▸ WHAT YOU NEED TO DO: Copy out all the lines below, requests included, multiplying every bounding-box coordinate in the answers by 0.75 and rounding each result to a whole number, with halves rounded up. Leave the pictures out.

▸ SUPPLIED DATA:
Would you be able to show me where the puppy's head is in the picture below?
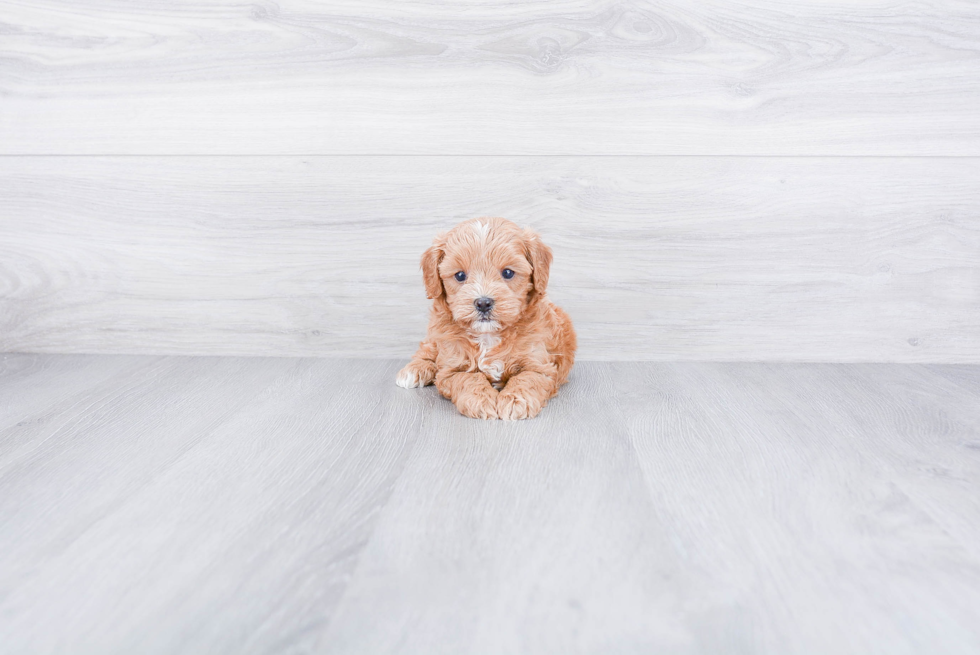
[422,218,551,332]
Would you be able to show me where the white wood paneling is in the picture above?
[0,0,980,155]
[0,355,980,655]
[0,157,980,362]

▸ ANSWER IN FULL:
Would you be able to show me where the puppy's head is in the picture below?
[317,164,413,249]
Would you be able to show me where the white wood paneling is in the picture above?
[0,0,735,116]
[0,266,735,491]
[0,118,735,272]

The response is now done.